[Text-to-region grounding data]
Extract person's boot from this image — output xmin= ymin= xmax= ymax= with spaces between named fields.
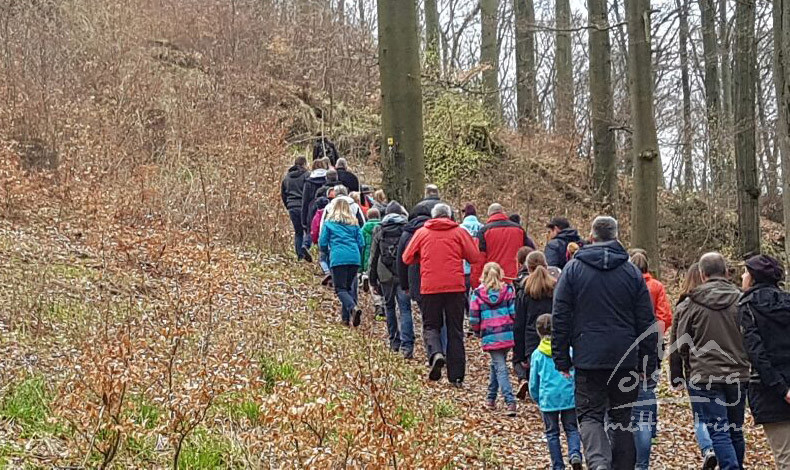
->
xmin=374 ymin=305 xmax=386 ymax=321
xmin=302 ymin=249 xmax=313 ymax=263
xmin=352 ymin=308 xmax=362 ymax=327
xmin=569 ymin=454 xmax=583 ymax=470
xmin=484 ymin=399 xmax=496 ymax=411
xmin=321 ymin=274 xmax=332 ymax=286
xmin=701 ymin=448 xmax=717 ymax=470
xmin=428 ymin=353 xmax=445 ymax=381
xmin=516 ymin=380 xmax=529 ymax=401
xmin=505 ymin=402 xmax=517 ymax=417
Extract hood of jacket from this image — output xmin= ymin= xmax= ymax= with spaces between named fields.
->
xmin=362 ymin=219 xmax=380 ymax=234
xmin=574 ymin=240 xmax=629 ymax=271
xmin=424 ymin=218 xmax=458 ymax=231
xmin=554 ymin=228 xmax=581 ymax=243
xmin=287 ymin=165 xmax=307 ymax=178
xmin=690 ymin=278 xmax=741 ymax=311
xmin=381 ymin=213 xmax=407 ymax=227
xmin=538 ymin=337 xmax=552 ymax=356
xmin=475 ymin=285 xmax=510 ymax=307
xmin=404 ymin=215 xmax=429 ymax=235
xmin=743 ymin=284 xmax=790 ymax=325
xmin=461 ymin=215 xmax=482 ymax=228
xmin=306 ymin=170 xmax=327 ymax=184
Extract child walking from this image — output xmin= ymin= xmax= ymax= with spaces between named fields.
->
xmin=470 ymin=262 xmax=517 ymax=417
xmin=530 ymin=314 xmax=583 ymax=470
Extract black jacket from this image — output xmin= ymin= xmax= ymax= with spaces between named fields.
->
xmin=739 ymin=284 xmax=790 ymax=424
xmin=397 ymin=215 xmax=429 ymax=302
xmin=552 ymin=240 xmax=657 ymax=373
xmin=281 ymin=165 xmax=308 ymax=210
xmin=313 ymin=138 xmax=339 ymax=166
xmin=410 ymin=196 xmax=441 ymax=220
xmin=369 ymin=214 xmax=407 ymax=287
xmin=545 ymin=228 xmax=582 ymax=269
xmin=514 ymin=290 xmax=552 ymax=366
xmin=301 ymin=172 xmax=327 ymax=228
xmin=337 ymin=169 xmax=360 ymax=193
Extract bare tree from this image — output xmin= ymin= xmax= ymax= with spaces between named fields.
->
xmin=701 ymin=0 xmax=724 ymax=191
xmin=481 ymin=0 xmax=501 ymax=120
xmin=554 ymin=0 xmax=574 ymax=134
xmin=627 ymin=0 xmax=661 ymax=266
xmin=425 ymin=0 xmax=441 ymax=73
xmin=678 ymin=0 xmax=694 ymax=191
xmin=378 ymin=0 xmax=425 ymax=207
xmin=776 ymin=0 xmax=790 ymax=272
xmin=515 ymin=0 xmax=537 ymax=128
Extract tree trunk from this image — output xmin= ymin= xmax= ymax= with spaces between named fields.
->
xmin=774 ymin=0 xmax=790 ymax=270
xmin=626 ymin=0 xmax=660 ymax=267
xmin=554 ymin=0 xmax=573 ymax=134
xmin=515 ymin=0 xmax=537 ymax=129
xmin=701 ymin=0 xmax=723 ymax=191
xmin=734 ymin=0 xmax=759 ymax=257
xmin=588 ymin=0 xmax=617 ymax=209
xmin=679 ymin=0 xmax=694 ymax=192
xmin=480 ymin=0 xmax=501 ymax=120
xmin=720 ymin=0 xmax=733 ymax=160
xmin=425 ymin=0 xmax=441 ymax=74
xmin=378 ymin=0 xmax=425 ymax=208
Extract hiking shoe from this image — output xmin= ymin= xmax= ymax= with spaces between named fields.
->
xmin=352 ymin=309 xmax=362 ymax=327
xmin=361 ymin=276 xmax=370 ymax=293
xmin=321 ymin=274 xmax=332 ymax=286
xmin=702 ymin=449 xmax=717 ymax=470
xmin=428 ymin=354 xmax=445 ymax=381
xmin=401 ymin=350 xmax=414 ymax=360
xmin=570 ymin=454 xmax=583 ymax=470
xmin=450 ymin=380 xmax=463 ymax=389
xmin=341 ymin=319 xmax=350 ymax=327
xmin=516 ymin=380 xmax=529 ymax=401
xmin=302 ymin=250 xmax=313 ymax=263
xmin=505 ymin=403 xmax=517 ymax=417
xmin=485 ymin=400 xmax=496 ymax=411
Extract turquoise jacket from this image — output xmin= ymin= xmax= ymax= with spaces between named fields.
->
xmin=460 ymin=215 xmax=483 ymax=275
xmin=319 ymin=221 xmax=365 ymax=268
xmin=529 ymin=338 xmax=576 ymax=412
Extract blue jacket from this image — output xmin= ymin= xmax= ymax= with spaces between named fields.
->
xmin=460 ymin=215 xmax=484 ymax=275
xmin=552 ymin=240 xmax=657 ymax=373
xmin=530 ymin=338 xmax=575 ymax=412
xmin=545 ymin=228 xmax=581 ymax=269
xmin=318 ymin=221 xmax=365 ymax=268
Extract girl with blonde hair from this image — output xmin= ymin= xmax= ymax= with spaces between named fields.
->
xmin=469 ymin=262 xmax=517 ymax=416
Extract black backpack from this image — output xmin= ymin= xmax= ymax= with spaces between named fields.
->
xmin=379 ymin=229 xmax=402 ymax=270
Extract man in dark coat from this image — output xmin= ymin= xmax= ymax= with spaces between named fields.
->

→ **Exercise**
Only the pictures are to be left out, and all of the data must otherwise be transcribed exactly.

→ **Response to the task**
Extract person's boot from this image — output xmin= ymin= xmax= ymax= with spaces between named fields.
->
xmin=374 ymin=305 xmax=386 ymax=321
xmin=302 ymin=249 xmax=313 ymax=263
xmin=352 ymin=308 xmax=362 ymax=327
xmin=569 ymin=454 xmax=583 ymax=470
xmin=484 ymin=399 xmax=496 ymax=411
xmin=321 ymin=274 xmax=332 ymax=286
xmin=701 ymin=448 xmax=717 ymax=470
xmin=428 ymin=353 xmax=445 ymax=381
xmin=516 ymin=380 xmax=529 ymax=401
xmin=505 ymin=402 xmax=517 ymax=417
Extract hood of jacket from this image — output xmin= ymin= xmax= ymax= with spaces between named fields.
->
xmin=362 ymin=219 xmax=380 ymax=234
xmin=574 ymin=240 xmax=629 ymax=271
xmin=424 ymin=218 xmax=458 ymax=231
xmin=554 ymin=228 xmax=581 ymax=243
xmin=287 ymin=165 xmax=307 ymax=178
xmin=690 ymin=278 xmax=741 ymax=311
xmin=381 ymin=213 xmax=407 ymax=227
xmin=538 ymin=337 xmax=552 ymax=356
xmin=475 ymin=285 xmax=510 ymax=307
xmin=404 ymin=215 xmax=429 ymax=235
xmin=743 ymin=284 xmax=790 ymax=325
xmin=461 ymin=215 xmax=482 ymax=228
xmin=306 ymin=170 xmax=327 ymax=184
Extract child walking from this image — output xmin= ymin= xmax= ymax= with spaces between named fields.
->
xmin=470 ymin=262 xmax=517 ymax=417
xmin=530 ymin=314 xmax=583 ymax=470
Extract black jacket from this image — output xmin= ymin= xmax= ymax= with spaces between named fields.
->
xmin=739 ymin=284 xmax=790 ymax=424
xmin=397 ymin=215 xmax=429 ymax=302
xmin=552 ymin=240 xmax=657 ymax=373
xmin=281 ymin=165 xmax=308 ymax=210
xmin=313 ymin=138 xmax=339 ymax=166
xmin=410 ymin=196 xmax=441 ymax=220
xmin=369 ymin=214 xmax=407 ymax=287
xmin=545 ymin=228 xmax=582 ymax=269
xmin=514 ymin=290 xmax=552 ymax=366
xmin=301 ymin=172 xmax=327 ymax=228
xmin=337 ymin=169 xmax=360 ymax=193
Extract bare tree from this image — output xmin= ymin= xmax= ymax= with spaces between named fields.
->
xmin=701 ymin=0 xmax=724 ymax=191
xmin=481 ymin=0 xmax=501 ymax=120
xmin=554 ymin=0 xmax=574 ymax=134
xmin=627 ymin=0 xmax=661 ymax=266
xmin=425 ymin=0 xmax=441 ymax=73
xmin=678 ymin=0 xmax=694 ymax=191
xmin=378 ymin=0 xmax=425 ymax=207
xmin=776 ymin=0 xmax=790 ymax=272
xmin=515 ymin=0 xmax=537 ymax=128
Extract tree trunk from this image — output xmin= ymin= xmax= ymax= with spaces between named fields.
->
xmin=774 ymin=0 xmax=790 ymax=270
xmin=626 ymin=0 xmax=660 ymax=267
xmin=554 ymin=0 xmax=573 ymax=134
xmin=515 ymin=0 xmax=537 ymax=129
xmin=701 ymin=0 xmax=723 ymax=191
xmin=734 ymin=0 xmax=759 ymax=257
xmin=588 ymin=0 xmax=617 ymax=209
xmin=679 ymin=0 xmax=694 ymax=192
xmin=480 ymin=0 xmax=501 ymax=120
xmin=720 ymin=0 xmax=733 ymax=160
xmin=425 ymin=0 xmax=441 ymax=74
xmin=378 ymin=0 xmax=425 ymax=208
Extract hiking shoe from this image — output xmin= ymin= xmax= ymax= with spaces between named fields.
->
xmin=352 ymin=309 xmax=362 ymax=327
xmin=361 ymin=276 xmax=370 ymax=293
xmin=321 ymin=274 xmax=332 ymax=286
xmin=702 ymin=449 xmax=717 ymax=470
xmin=428 ymin=354 xmax=445 ymax=381
xmin=401 ymin=350 xmax=414 ymax=360
xmin=570 ymin=454 xmax=583 ymax=470
xmin=450 ymin=380 xmax=463 ymax=389
xmin=341 ymin=319 xmax=350 ymax=327
xmin=516 ymin=380 xmax=529 ymax=401
xmin=302 ymin=250 xmax=313 ymax=263
xmin=505 ymin=403 xmax=517 ymax=417
xmin=485 ymin=400 xmax=496 ymax=411
Extract turquoise jacket from this image — output xmin= ymin= xmax= ymax= with spaces between named fields.
->
xmin=460 ymin=215 xmax=483 ymax=275
xmin=319 ymin=221 xmax=365 ymax=268
xmin=529 ymin=338 xmax=576 ymax=412
Extract blue jacket from this image — output xmin= ymin= xmax= ymax= with spaces between named fields.
->
xmin=460 ymin=215 xmax=484 ymax=275
xmin=552 ymin=240 xmax=657 ymax=373
xmin=530 ymin=338 xmax=575 ymax=412
xmin=545 ymin=228 xmax=581 ymax=269
xmin=318 ymin=221 xmax=365 ymax=268
Extract girl with blonde hair from this image — output xmin= ymin= xmax= ymax= with spaces between named fields.
->
xmin=469 ymin=262 xmax=517 ymax=416
Extract black backpack from this image — output xmin= ymin= xmax= ymax= with spaces between named fields.
->
xmin=379 ymin=229 xmax=402 ymax=270
Extract man in dark coat from this image — output xmin= ymin= xmax= ymax= with spaces between named fields.
->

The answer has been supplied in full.